=== EXERCISE REQUIREMENTS ===
Repeat the listing word for word, from its opening line through the line containing "129 59 L 130" with both of those lines included. Leave the pictures out of your answer.

=== GIVEN INFORMATION ===
▽
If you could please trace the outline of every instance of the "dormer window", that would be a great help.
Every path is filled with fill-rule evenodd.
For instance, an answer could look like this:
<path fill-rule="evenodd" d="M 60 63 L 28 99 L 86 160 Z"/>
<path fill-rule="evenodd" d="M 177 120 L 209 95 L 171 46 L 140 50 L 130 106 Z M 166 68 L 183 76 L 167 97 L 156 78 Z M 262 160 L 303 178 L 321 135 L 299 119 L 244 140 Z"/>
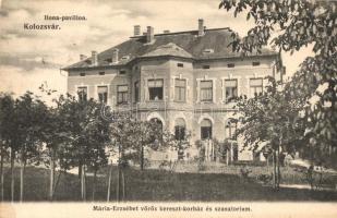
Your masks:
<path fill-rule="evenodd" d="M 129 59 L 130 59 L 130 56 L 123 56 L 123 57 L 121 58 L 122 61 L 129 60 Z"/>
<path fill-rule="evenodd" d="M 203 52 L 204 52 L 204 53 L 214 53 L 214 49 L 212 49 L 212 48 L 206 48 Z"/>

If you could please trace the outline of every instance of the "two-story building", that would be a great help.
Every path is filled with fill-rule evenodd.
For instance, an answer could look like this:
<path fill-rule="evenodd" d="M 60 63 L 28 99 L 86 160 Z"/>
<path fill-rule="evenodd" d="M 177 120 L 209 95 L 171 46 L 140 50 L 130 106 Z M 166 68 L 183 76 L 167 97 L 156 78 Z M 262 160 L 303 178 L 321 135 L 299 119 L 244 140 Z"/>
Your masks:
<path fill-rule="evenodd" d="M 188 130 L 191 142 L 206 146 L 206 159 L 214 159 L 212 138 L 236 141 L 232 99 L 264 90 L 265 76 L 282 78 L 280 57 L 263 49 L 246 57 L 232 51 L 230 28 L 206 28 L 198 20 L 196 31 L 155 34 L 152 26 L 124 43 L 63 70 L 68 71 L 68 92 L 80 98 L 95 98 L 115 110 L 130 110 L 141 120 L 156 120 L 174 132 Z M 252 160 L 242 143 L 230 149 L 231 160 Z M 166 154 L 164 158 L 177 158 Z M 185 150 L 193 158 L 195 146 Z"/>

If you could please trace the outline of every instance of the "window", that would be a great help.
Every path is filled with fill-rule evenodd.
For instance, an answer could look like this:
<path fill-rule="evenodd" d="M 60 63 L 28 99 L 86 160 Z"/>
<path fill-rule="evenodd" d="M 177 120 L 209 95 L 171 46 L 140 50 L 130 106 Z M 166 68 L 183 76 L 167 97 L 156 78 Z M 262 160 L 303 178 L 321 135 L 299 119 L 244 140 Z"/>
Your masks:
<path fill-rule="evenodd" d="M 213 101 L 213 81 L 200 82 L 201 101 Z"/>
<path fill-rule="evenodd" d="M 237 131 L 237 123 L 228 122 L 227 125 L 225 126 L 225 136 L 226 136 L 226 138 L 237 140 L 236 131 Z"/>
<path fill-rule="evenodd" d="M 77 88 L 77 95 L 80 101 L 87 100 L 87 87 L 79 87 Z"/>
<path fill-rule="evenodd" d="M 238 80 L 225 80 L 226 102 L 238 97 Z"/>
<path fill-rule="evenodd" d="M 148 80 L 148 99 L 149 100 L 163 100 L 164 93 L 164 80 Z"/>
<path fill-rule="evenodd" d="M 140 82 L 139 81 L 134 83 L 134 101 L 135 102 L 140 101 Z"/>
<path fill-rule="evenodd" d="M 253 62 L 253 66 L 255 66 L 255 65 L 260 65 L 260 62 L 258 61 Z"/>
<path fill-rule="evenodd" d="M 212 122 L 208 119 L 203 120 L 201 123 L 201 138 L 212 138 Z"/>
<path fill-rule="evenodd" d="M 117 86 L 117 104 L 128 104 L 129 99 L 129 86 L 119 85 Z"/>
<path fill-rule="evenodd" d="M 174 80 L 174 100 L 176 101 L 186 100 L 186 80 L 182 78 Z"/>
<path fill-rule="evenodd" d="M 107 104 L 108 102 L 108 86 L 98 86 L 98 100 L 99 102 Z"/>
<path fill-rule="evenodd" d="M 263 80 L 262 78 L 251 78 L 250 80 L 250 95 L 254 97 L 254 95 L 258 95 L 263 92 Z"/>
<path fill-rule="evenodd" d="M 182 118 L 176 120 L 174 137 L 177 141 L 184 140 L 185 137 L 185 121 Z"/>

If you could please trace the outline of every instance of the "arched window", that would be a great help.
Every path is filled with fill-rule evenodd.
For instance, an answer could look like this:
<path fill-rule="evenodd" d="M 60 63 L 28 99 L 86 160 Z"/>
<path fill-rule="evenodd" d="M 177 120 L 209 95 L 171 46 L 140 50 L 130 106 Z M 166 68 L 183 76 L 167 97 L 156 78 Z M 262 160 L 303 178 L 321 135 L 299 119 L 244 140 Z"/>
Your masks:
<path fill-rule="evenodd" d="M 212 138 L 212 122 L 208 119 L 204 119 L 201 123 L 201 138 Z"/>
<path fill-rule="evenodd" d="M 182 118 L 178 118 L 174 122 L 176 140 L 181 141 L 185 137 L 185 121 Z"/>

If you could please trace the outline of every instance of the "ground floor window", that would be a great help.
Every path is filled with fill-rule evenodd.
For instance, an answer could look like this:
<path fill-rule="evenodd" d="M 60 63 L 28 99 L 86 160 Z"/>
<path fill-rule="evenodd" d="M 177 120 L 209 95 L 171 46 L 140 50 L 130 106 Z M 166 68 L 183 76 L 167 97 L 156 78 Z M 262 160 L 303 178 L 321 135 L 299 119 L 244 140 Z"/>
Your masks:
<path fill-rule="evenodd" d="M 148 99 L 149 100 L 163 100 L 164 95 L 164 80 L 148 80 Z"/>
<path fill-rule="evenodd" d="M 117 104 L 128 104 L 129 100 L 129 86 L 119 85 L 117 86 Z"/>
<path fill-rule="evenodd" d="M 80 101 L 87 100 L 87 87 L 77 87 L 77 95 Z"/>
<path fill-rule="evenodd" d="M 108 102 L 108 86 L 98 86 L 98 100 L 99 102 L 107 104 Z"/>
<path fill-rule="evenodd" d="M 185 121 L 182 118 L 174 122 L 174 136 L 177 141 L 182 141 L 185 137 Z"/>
△
=== WRITTEN SOLUTION ===
If you could please trace the outline of every instance of the "dormer window", that would be a great help.
Every path is filled with fill-rule evenodd.
For instance, an answer could look like this:
<path fill-rule="evenodd" d="M 60 63 L 28 99 L 86 160 Z"/>
<path fill-rule="evenodd" d="M 177 120 L 209 95 L 171 46 L 140 50 L 130 106 Z M 166 68 L 183 76 L 167 97 L 156 78 Z M 262 160 L 303 178 L 321 135 L 299 119 L 244 140 Z"/>
Your masks:
<path fill-rule="evenodd" d="M 129 59 L 130 59 L 130 56 L 123 56 L 123 57 L 121 58 L 122 61 L 129 60 Z"/>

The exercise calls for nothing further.